Source records:
┄┄┄┄┄┄
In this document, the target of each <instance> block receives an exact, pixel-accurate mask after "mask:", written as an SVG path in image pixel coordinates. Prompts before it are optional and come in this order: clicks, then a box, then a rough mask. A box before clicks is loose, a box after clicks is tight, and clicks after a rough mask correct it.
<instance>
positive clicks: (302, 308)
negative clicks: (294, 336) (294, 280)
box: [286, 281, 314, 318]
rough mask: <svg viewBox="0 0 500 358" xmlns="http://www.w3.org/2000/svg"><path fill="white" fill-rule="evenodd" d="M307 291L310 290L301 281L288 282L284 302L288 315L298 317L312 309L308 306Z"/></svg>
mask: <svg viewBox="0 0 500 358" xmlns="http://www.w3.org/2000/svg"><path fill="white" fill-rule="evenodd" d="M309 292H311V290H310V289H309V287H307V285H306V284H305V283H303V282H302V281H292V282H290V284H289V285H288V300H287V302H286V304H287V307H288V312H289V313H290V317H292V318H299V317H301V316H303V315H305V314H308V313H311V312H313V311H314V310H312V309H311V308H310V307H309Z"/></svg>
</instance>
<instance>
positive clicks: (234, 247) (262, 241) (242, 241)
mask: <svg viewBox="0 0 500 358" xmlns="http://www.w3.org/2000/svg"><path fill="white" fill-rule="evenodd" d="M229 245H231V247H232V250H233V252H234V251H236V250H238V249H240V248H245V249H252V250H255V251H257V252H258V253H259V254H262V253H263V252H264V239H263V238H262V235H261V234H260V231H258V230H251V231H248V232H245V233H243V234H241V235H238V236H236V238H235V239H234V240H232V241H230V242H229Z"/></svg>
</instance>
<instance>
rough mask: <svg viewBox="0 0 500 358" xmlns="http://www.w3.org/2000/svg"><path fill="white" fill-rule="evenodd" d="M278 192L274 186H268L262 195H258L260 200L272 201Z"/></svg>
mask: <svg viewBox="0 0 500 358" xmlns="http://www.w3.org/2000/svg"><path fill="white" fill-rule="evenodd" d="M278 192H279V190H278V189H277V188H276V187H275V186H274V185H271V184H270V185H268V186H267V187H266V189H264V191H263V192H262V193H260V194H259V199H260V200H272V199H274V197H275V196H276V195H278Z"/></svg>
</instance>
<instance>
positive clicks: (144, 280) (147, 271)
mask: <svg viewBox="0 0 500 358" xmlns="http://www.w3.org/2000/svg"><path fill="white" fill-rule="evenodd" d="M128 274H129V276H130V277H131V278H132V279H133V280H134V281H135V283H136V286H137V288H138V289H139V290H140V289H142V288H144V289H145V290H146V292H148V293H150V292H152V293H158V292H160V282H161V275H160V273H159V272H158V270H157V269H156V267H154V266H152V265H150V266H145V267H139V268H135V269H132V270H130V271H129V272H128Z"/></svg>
┄┄┄┄┄┄
(Work instructions) The required output is the set of lines from the first line of the data through the line that contains "box: [286, 281, 314, 318]", transcribed exactly.

(Solution to the problem)
In this document, the target of each <instance> block receives an exact, pixel-accurate mask after "mask:", written as an SVG path in image pixel coordinates. Prompts before it are optional and come in this order: clicks, then a box, then a rough mask. A box before clicks is loose, a box after clicks is tight, and clicks after a rough mask correct it.
<instance>
positive clicks: (302, 308)
negative clicks: (294, 336) (294, 280)
box: [286, 281, 314, 318]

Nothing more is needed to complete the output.